| Excerpted passage |
◆ ◆ ◆ ◆ ◆ ◆ ◆
# VMware



## SuperMiguel (Jun 9, 2009)

Has anyone tried to install VMWare in freebsd? does 64bit works? how is this installation done? or im better off using virtualbox?


----------



## phoenix (Jun 9, 2009)

The last working version of VMWare for FreeBSD is VMWare Workstation 3, an extremely old, no-longer supported version.

Currently, the only working virtualisation software for a FreeBSD host is QEmu.  Even with the kqemu module, it's not a speed demon.

Virtualbox support is being worked on, and should, hopefully, be ready for use soon.

As for installing FreeBSD into a VM, it works fine with Xen (full HVM), KVM, QEmu, VirtualBox, VMWare Server/ESXi/Workstation, Parallels, Hyper-V, Virtual PC, and so on.  Basically, anything that supports full system emulation or hardware-assisted virtualisation.  Paravirtualisation support is not yet added to FreeBSD (ie Xen).


----------



## SuperMiguel (Jun 9, 2009)

well im actually trying to install Windows Server 2003 on Freebsd.. Like i have FreeBSD running but i want to install Windows server 2003 on it


----------



## DrJ (Jun 9, 2009)

VMware 3.2.1 does work, but it is terribly inconvenient because it only works on single-core or -cpu systems.  So if you have more than one core or cpu, you have to turn off all the others.  It is also 32-bit only.

As phoenix said, right now the only practical solution is qemu/kqemu.  I find them terribly slow to the point where they are useless on my old hardware.  

VBox is coming, but there are still some rough spots.  For example, loading the kernel module any time after the initial installation locks my computer solid, and some others see the same thing.  Development is pretty rapid, though; I'd expect a usable port to hit the tree in a month or two.


----------



## SuperMiguel (Jun 9, 2009)

umm that sucks


----------



## SuperMiguel (Jun 9, 2009)

so im probably better off installing vmware esxi. And installing all my machines in there


----------



## DrJ (Jun 9, 2009)
◆ ◆ ◆ ◆ ◆ ◆ ◆
| Collected data |

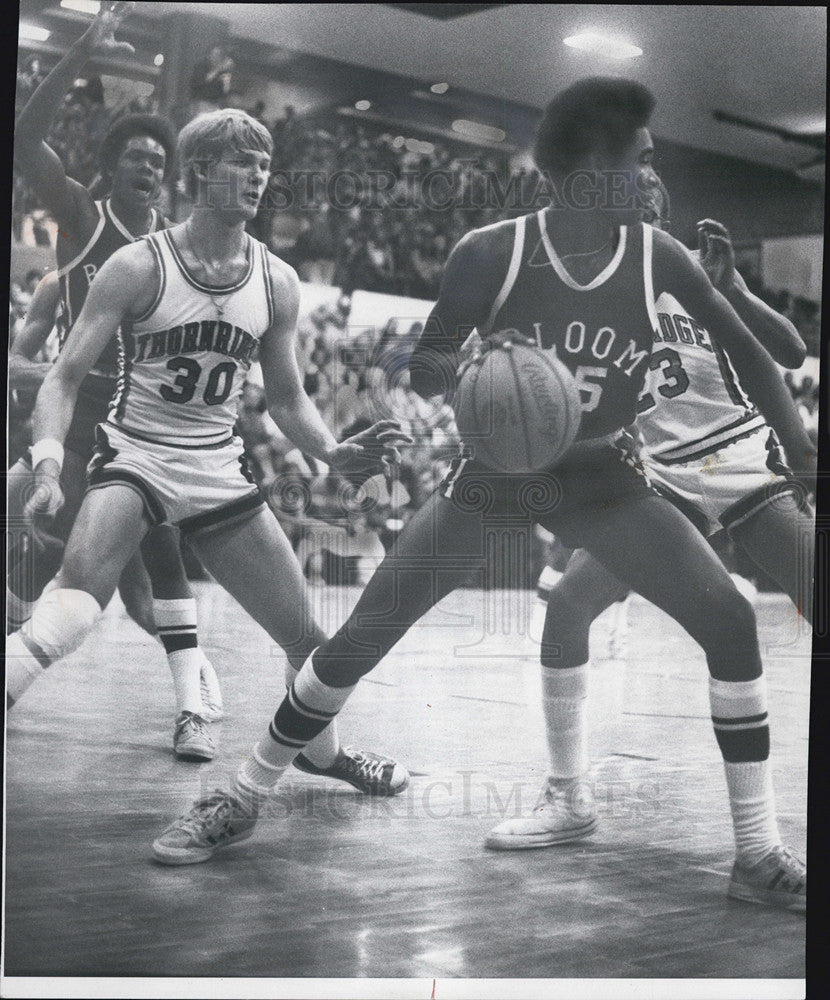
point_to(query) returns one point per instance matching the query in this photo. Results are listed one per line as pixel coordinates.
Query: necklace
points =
(211, 271)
◆ ◆ ◆ ◆ ◆ ◆ ◆
| Stated task 1 |
For each statement about the VMware thread, answer yes or no on whether it agrees with the text, and quote the deciding words exactly.
(a) The last working version of VMWare for FreeBSD is VMWare Workstation 3.
(b) Paravirtualization support has already been added to FreeBSD.
(c) VMware 3.2.1 can run as 64-bit.
| Stated task 2 |
Transcribe the part of the VMware thread that begins at the words "well im actually" and ends after "my old hardware.".

| Response 1 |
(a) Yes: "The last working version of VMWare for FreeBSD is VMWare Workstation 3"
(b) No: "Paravirtualisation support is not yet added to FreeBSD (ie Xen)."
(c) No: "It is also 32-bit only."

| Response 2 |
well im actually trying to install Windows Server 2003 on Freebsd.. Like i have FreeBSD running but i want to install Windows server 2003 on it


----------



## DrJ (Jun 9, 2009)

VMware 3.2.1 does work, but it is terribly inconvenient because it only works on single-core or -cpu systems.  So if you have more than one core or cpu, you have to turn off all the others.  It is also 32-bit only.

As phoenix said, right now the only practical solution is qemu/kqemu.  I find them terribly slow to the point where they are useless on my old hardware.